雨漏りは火災保険で補償されるのか? 適用条件と注意点を総ざらい!

2021年6月16日公開(2022年6月16日更新)
福崎剛:フリージャーナリスト

ゲリラ雷雨や豪雨が増えた現代では、家屋の雨漏りなどが起きるリスクも増えているが、火災保険で保険金をもらえるケースも意外と多い。申請の対象だと知らずにそのまま自費で修理していることもあるようだ。そこで、今回は雨漏りを事例に、火災保険で補償されるケースの判断や火災保険金の請求に必要なことを解説しよう。(フリージャーナリスト:福崎剛)

雨漏りで、火災保険の保険金はもらえるのか?

 雨漏りが起きた場合、保険金がもらえるのだろうかと疑問を持つ人もいるだろう。火災保険の補償範囲をよく知らないため被害に遭ってもそのままになっていたり、保険申請の手続き時には時間が経過しており、保険金請求を諦めたりする人も多く、以下のような声が聞かれる。

火災保険でも雨漏りは補償される
火災保険でも雨漏りは補償される(出典:PIXTA)
  • 「台風や大雨で雨が壁伝いに染み込んでも保険金がもらえるの?」
  •  
  • 「どのくらいの雨漏りなら保険がおりるの?」
  •  
  • 「雨漏りって原因がわからなくても保険金がもらえるの?」
  •  
  • 「近くの工務店に修理してもらったけど、今からでも保険金がもらえるの?」

 雨漏りを訴えるケースはさまざまで、火災保険が適用されるかの判断がつきにくいのが現状だ。
#####
出題 1
雨漏りと火災保険の記事のうち、「福崎剛:フリージャーナリスト」で始まり「リージャーナリスト:福崎剛)」で終わる部分を、「火災保険」を「住宅保険」に差し替えて書き出せ。
記事とエントリは互いに関係がない。
#####
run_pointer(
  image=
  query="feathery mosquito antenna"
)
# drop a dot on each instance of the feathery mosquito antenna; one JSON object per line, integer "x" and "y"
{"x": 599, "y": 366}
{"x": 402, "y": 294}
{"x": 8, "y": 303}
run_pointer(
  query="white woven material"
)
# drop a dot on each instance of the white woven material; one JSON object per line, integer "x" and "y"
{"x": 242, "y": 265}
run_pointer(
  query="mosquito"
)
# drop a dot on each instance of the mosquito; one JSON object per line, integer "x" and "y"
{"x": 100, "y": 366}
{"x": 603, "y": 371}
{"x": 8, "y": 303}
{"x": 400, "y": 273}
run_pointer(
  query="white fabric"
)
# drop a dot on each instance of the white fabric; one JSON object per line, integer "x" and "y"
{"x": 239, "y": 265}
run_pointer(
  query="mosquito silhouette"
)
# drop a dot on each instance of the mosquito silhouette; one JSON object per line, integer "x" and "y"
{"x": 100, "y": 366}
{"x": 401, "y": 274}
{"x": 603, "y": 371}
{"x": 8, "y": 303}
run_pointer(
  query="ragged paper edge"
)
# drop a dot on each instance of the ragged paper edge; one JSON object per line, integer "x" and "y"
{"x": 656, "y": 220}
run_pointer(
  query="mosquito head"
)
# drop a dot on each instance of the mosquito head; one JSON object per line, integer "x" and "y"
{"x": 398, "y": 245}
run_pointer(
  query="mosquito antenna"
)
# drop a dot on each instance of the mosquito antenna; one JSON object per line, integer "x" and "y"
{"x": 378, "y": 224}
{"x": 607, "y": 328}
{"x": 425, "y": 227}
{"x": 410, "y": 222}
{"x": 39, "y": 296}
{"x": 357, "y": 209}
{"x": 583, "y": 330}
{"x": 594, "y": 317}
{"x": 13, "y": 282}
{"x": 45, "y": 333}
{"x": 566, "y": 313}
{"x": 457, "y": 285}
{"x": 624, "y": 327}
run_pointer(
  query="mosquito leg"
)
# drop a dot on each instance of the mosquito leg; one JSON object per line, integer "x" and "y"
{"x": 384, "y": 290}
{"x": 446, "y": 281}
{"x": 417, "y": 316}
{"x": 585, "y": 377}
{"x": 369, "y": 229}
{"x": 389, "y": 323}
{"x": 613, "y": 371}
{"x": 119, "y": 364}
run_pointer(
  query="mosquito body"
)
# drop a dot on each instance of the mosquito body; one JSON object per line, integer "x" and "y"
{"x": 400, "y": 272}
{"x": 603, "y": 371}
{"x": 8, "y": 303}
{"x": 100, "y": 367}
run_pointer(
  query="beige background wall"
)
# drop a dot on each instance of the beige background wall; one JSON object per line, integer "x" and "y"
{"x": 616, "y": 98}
#####
出題 2
エントリの中で文字列「silhouette」を含む行を数え、その数だけを答えよ。

解答 1
福崎剛:フリージャーナリスト

ゲリラ雷雨や豪雨が増えた現代では、家屋の雨漏りなどが起きるリスクも増えているが、住宅保険で保険金をもらえるケースも意外と多い。申請の対象だと知らずにそのまま自費で修理していることもあるようだ。そこで、今回は雨漏りを事例に、住宅保険で補償されるケースの判断や住宅保険金の請求に必要なことを解説しよう。(フリージャーナリスト:福崎剛)

解答 2
2